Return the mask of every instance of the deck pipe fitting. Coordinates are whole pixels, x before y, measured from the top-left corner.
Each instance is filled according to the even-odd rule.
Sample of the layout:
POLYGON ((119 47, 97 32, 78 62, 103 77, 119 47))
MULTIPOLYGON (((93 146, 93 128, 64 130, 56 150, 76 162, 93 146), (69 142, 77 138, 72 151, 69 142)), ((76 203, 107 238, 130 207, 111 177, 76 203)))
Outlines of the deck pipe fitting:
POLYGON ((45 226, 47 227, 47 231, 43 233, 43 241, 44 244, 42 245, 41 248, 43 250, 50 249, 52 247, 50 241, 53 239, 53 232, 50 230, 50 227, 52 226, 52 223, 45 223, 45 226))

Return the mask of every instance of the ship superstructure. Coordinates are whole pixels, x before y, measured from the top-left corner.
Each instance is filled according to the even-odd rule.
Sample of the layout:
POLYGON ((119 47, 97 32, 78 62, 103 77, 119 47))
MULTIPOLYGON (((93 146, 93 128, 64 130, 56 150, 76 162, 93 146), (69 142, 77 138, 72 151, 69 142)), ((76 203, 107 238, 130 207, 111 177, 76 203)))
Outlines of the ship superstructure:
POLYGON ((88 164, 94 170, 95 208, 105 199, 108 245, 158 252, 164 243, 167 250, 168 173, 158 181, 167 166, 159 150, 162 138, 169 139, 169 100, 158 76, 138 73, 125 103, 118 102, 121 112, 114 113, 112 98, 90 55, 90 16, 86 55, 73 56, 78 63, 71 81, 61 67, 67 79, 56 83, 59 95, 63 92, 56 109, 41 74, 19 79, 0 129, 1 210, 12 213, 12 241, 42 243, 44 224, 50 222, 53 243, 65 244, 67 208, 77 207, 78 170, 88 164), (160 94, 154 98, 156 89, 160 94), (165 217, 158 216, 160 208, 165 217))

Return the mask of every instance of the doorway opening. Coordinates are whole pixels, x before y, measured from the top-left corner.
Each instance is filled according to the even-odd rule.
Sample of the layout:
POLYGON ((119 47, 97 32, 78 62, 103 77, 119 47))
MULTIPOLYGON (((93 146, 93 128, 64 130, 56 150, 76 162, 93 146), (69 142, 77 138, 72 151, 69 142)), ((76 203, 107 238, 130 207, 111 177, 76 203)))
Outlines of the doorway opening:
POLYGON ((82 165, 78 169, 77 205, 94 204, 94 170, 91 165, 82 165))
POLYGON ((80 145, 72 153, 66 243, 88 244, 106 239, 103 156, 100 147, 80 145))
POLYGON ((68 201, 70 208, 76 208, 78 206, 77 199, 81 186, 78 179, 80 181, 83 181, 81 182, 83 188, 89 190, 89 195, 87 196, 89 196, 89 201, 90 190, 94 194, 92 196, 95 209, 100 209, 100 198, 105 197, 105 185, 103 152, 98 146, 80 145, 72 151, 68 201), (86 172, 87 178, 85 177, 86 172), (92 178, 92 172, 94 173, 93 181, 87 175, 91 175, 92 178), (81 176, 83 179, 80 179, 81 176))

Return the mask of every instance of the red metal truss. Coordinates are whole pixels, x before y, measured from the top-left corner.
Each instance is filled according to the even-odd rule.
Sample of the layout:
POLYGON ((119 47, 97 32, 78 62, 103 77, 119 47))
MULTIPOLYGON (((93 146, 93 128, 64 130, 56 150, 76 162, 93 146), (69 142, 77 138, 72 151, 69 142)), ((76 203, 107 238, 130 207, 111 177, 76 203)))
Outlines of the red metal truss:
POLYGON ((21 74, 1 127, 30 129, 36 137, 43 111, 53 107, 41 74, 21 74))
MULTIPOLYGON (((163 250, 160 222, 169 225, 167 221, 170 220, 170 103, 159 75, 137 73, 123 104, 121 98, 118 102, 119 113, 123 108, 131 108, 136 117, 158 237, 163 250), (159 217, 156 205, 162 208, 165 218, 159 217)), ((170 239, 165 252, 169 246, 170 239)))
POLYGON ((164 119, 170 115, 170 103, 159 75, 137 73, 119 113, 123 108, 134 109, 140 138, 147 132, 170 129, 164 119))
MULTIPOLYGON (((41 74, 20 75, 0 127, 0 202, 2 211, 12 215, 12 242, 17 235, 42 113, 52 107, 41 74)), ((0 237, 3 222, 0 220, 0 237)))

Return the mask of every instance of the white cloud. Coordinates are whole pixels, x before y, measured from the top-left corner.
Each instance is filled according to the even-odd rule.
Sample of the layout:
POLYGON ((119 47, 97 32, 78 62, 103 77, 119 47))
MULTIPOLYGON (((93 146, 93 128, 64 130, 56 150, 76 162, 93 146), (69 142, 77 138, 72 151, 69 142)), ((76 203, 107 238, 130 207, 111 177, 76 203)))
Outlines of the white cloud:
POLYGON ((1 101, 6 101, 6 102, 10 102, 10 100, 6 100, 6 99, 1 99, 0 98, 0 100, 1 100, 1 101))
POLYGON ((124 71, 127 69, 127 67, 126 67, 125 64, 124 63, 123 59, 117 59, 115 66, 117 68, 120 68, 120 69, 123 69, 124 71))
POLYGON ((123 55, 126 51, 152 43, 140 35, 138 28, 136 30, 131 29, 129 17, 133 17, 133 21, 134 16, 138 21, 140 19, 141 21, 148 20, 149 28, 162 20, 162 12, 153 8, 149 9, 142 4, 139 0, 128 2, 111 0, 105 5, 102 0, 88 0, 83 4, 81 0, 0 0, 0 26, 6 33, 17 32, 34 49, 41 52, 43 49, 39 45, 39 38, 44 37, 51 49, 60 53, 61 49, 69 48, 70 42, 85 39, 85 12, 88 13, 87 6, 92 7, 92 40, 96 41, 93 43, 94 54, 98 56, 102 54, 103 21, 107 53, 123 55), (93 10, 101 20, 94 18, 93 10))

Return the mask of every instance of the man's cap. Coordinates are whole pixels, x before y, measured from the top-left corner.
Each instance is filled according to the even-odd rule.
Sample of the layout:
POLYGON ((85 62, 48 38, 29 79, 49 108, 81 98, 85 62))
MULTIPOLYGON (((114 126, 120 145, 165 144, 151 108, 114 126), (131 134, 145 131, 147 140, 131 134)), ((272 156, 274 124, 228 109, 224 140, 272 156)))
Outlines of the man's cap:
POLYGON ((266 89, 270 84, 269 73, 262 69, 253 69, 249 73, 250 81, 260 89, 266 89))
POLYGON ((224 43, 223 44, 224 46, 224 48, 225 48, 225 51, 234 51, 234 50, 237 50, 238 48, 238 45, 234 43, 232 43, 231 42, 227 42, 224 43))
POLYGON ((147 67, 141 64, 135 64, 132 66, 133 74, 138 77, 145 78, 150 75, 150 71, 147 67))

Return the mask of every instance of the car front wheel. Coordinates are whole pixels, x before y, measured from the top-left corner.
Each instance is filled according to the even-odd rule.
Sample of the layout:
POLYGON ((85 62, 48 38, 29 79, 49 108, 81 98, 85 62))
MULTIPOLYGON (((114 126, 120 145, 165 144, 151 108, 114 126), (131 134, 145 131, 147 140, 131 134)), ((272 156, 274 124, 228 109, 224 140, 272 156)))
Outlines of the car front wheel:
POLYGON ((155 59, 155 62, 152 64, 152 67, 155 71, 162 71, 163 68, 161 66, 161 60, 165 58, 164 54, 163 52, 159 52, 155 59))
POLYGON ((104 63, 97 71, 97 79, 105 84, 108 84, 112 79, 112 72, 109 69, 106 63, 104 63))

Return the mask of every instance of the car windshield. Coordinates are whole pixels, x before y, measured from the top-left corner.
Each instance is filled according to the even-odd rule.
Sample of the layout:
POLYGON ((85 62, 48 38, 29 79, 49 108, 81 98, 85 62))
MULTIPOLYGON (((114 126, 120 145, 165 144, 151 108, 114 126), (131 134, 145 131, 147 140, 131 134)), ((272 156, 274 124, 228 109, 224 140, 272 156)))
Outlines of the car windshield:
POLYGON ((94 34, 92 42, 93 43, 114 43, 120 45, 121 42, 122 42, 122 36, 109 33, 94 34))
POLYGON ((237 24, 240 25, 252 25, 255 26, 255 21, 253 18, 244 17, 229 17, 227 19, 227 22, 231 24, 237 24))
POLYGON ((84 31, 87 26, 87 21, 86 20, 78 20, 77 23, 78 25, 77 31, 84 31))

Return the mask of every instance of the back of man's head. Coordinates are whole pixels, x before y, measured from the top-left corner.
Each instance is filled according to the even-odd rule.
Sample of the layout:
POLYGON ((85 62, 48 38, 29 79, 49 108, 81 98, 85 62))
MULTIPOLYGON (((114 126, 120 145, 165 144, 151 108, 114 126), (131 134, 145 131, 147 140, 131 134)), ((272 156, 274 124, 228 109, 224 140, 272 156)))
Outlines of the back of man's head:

→ **What you will do**
Quote the records word for word from their first line through the line that contains "POLYGON ((45 226, 47", including both of these lines.

→ **The completed task**
Return the mask of every instance of the deck pipe fitting. Coordinates are whole pixels, x before y, measured from the top-left corner.
Each instance is filled according to the even-odd rule.
Sample of the layout:
POLYGON ((119 47, 97 32, 78 62, 103 77, 119 47))
MULTIPOLYGON (((93 146, 93 128, 64 130, 56 150, 76 162, 93 146), (69 142, 77 138, 72 151, 69 142)), ((76 203, 107 238, 130 207, 111 177, 76 203)))
Outlines of the deck pipe fitting:
POLYGON ((45 226, 47 227, 47 231, 43 233, 43 241, 44 244, 42 245, 41 248, 43 250, 50 249, 52 247, 50 241, 53 239, 53 232, 50 230, 50 227, 52 226, 52 223, 45 223, 45 226))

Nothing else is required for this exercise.